==== Source information ====

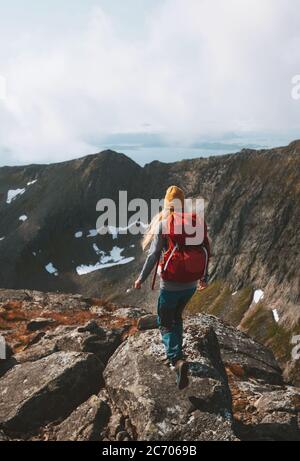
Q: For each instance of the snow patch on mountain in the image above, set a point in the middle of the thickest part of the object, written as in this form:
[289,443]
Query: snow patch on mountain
[258,296]
[51,269]
[114,258]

====

= What you have to do =
Please print the listing above again word for word, without its pictures.

= Response area =
Q: For each instance of the snow patch on mountain in the image above, set a point in the middle of the thickest part of the object, written as in this form:
[289,443]
Query: snow patch on mountain
[258,296]
[51,269]
[114,258]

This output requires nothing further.